▶ Given text
* START *

New Mystery Reader:  Thank you for taking time with us to discuss “The California Roll” or in Radar’s words, “Ping you.”

NMR: It would be great if you could begin by telling us a bit about the plot of your new novel.  

John Vorhaus:  Radar Hoverlander is a world-class con artist who has been “on the razzle” (as Radar would put it) for about as long as he’s been alive. Now he crosses paths with a vivacious piece of work named Allie Quinn, who wants Radar to help her straitlaced grandfather “walk on the wild side” just once before he dies. Trouble is, she’s no innocent and he’s no grandfather. They’re a con artist and FBI agent, respectively, and they want Radar’s help with a tiny little plan to rob China.

 

NMR:  You have a very interesting background and have been described as a poker analyst, amongst other things. Just what is a poker analyst?

John Vorhaus: Just like a color commentator for any other televised sports, I watch the action and offer opinions, as, for example, “I can’t imagine what’s running through the bettor’s mind right now. I can only conclude: nothing.”

 

NMR:  Authors frequently inject some of themselves and/or others they know in their characters. How much did your background and the characters you’ve met on the way influence your novel and your main characters of Radar and Mirplo?

JV: I think the parts of me most reflected in the work are my language choices and my philosophical point of view. I’ve given Radar my gift for making up new words, and endowed him with my own solipsistic perspective: according to me, I’m moral. Radar also represents a certain amount of  wish fulfillment, because he’s as audacious and clever in the fictional world as I yearn to be in the real one. As for hapless Vic Mirplo, not a lot of wish fulfillment there, as this is a guy who’s “unlikely to get laid in any circumstance short of lying on his back when a nymphomaniac alien drops out of the sky, legs spread.”

 

NMR: The scams in your story seem to be well analyzed and very detailed. One would think that grifters would be secretive about their techniques; so, how did you come up with these details?   

JV:  Some I just made up, because my mind naturally works that way. The Doolally Shorthair Terrier scam and the Afterparty Snuke are two I know I created out of whole cloth. Others, such as the Penny Skim, are based on time honored cons, some of which go back hundreds of years. All this information is available online and elsewhere, because cons are a source of endless examination and fascination, even for honest folk like you and me, or anyway like you.

 

NMR:  Did you ever feel somewhat like one of those guys who give up magicians’ secrets while you were putting the details down on paper?

JV:  Not really. And if I did, would that be so bad? After all, if someone ends up not getting scammed as a result of having read The California Roll¸ I think that’s a good thing, don’t you? I suppose my only concern would be someone reading my book and thinking, “Hey, that’s not a bad idea!” But, you know, if you’re wired toward larceny, you don’t need my push in the right (and by right I mean wrong) direction; you’ll probably end up there anyway.

 

NMR: Most authors are content with letting a cop, PI, or bored professional be the protagonist of the story – what made you choose a grifter?

JV:  Well, I was fascinated by the idea of a character who lied for a living. I wondered how he’d go about telling a truthful tale when, by his own admission, he can’t be trusted from word one. As readers will discover, honesty is the central issue of the novel, and the theme, “be honest,” is best explored by someone like Radar, who has such trouble in that area. Also, I had the name, Radar Hoverlander, long before I had the character. I thought it was a terrific name (it’s actually the name of the mechanism for putting probes down on other planets – radar-guided hover-landers) but knew I’d need a character who could “own” it. Cops and PIs didn’t seem sufficiently outrageous to wear a name I was committed to use.

* END *

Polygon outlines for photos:
* START *

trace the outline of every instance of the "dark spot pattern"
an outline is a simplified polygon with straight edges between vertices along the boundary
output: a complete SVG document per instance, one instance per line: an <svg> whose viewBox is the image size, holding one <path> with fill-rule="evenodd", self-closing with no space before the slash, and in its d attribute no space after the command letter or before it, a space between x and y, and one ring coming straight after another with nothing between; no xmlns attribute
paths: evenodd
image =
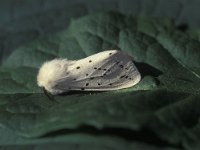
<svg viewBox="0 0 200 150"><path fill-rule="evenodd" d="M120 65L120 68L124 68L124 66L123 66L123 65Z"/></svg>
<svg viewBox="0 0 200 150"><path fill-rule="evenodd" d="M125 75L121 76L120 79L123 78L123 77L125 77Z"/></svg>
<svg viewBox="0 0 200 150"><path fill-rule="evenodd" d="M116 64L118 65L120 62L119 61L116 61Z"/></svg>

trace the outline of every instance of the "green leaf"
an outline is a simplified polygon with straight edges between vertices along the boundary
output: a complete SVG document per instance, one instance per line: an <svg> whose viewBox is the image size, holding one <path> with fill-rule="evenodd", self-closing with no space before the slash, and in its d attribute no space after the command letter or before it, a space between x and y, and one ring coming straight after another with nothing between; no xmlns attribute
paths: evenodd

* END *

▶ The exercise
Rewrite the interview answer beginning "Well, I was fascinated" as a short bulleted list that keeps its main points.

▶ Response below
- I was drawn to a character who lies for a living and wondered how he could tell a truthful story when he admits he can't be trusted.
- Honesty is the novel's central issue, and its theme, "be honest," is best explored through Radar, who struggles with it.
- I had the name Radar Hoverlander before the character. It comes from radar-guided hover-landers, the mechanism for putting probes down on other planets.
- I needed a character outrageous enough to "own" that name, and cops and PIs didn't fit.